Bounding box labeling entries

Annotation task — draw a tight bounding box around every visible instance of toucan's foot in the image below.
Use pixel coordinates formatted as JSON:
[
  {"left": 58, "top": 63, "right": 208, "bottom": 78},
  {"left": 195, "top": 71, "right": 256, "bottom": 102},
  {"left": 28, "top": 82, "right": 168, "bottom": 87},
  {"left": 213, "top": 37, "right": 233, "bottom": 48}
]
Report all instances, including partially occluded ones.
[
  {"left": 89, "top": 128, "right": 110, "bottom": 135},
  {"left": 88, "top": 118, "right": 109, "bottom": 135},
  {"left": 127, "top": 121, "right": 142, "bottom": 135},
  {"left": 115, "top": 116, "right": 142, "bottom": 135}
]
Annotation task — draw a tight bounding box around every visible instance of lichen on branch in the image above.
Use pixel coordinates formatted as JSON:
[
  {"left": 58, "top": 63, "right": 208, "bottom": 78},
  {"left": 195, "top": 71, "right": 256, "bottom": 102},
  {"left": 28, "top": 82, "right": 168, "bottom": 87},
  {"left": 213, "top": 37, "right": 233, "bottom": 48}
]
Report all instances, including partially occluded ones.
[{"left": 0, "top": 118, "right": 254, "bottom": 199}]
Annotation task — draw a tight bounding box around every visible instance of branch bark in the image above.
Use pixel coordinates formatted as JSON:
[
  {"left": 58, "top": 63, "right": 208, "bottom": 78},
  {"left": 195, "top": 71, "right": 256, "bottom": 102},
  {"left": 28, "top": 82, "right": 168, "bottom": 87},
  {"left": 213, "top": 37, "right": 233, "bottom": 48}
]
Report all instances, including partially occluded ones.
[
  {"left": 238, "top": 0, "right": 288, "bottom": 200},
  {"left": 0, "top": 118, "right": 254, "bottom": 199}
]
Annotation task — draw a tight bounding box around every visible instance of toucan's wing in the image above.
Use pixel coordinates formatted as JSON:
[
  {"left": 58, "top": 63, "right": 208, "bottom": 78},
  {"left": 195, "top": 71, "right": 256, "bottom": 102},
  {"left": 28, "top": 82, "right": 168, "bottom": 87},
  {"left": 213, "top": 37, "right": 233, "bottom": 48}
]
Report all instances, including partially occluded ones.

■ Stated goal
How many lines in the data above contain the word "tight", matching case exactly? Reply with the number alone.

■ Complete answer
4